**Goal**. Locate every line in the records below that contains the word "rein" and copy each one. Case counts.

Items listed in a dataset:
⟨

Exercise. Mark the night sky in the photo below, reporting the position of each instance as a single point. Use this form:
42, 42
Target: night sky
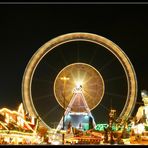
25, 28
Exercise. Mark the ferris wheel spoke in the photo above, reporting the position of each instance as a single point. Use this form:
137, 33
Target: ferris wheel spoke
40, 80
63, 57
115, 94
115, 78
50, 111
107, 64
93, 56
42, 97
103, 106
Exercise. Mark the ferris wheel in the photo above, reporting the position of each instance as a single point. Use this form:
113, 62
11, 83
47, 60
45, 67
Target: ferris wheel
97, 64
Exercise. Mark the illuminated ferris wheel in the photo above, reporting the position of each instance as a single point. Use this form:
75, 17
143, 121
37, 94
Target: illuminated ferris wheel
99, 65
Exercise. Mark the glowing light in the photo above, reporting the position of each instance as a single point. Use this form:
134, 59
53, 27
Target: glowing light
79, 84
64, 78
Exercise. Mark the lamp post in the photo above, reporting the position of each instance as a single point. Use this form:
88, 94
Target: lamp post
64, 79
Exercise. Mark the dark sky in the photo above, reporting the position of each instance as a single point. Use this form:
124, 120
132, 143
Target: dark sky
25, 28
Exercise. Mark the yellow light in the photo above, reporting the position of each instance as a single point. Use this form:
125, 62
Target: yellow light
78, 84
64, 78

⟩
⟨

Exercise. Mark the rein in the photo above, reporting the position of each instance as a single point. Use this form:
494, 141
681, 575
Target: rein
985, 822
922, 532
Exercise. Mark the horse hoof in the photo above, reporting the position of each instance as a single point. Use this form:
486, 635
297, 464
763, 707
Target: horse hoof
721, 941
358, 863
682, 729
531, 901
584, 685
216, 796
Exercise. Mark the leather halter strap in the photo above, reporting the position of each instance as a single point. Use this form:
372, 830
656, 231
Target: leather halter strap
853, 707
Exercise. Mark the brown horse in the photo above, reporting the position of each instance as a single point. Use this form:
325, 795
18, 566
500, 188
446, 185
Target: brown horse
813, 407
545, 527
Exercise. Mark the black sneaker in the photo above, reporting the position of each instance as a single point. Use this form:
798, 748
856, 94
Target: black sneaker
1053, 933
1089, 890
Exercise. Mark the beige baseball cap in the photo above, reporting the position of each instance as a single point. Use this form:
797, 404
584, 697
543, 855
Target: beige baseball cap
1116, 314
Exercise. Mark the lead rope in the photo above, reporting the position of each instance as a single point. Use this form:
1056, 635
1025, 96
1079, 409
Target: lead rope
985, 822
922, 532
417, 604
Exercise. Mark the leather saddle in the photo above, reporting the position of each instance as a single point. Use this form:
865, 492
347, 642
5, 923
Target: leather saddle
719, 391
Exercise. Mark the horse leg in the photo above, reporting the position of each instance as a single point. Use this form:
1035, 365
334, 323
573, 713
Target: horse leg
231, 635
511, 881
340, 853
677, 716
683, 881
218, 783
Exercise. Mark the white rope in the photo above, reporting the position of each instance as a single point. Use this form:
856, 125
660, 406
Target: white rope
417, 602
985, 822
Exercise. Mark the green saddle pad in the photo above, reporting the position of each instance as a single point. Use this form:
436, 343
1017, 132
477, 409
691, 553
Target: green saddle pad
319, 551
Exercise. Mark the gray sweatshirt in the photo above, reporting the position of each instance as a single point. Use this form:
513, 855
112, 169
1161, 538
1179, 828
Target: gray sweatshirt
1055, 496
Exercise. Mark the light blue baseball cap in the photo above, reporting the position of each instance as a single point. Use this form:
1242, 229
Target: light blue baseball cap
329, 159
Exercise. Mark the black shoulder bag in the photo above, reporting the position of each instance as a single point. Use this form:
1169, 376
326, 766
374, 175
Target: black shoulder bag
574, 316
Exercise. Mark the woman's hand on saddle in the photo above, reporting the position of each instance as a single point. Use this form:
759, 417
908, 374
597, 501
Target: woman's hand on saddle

⟩

**Solved exercise**.
Exercise. Mark the rein in the photo above, reporting the position of each instance as a single point. Use this form:
Target: rein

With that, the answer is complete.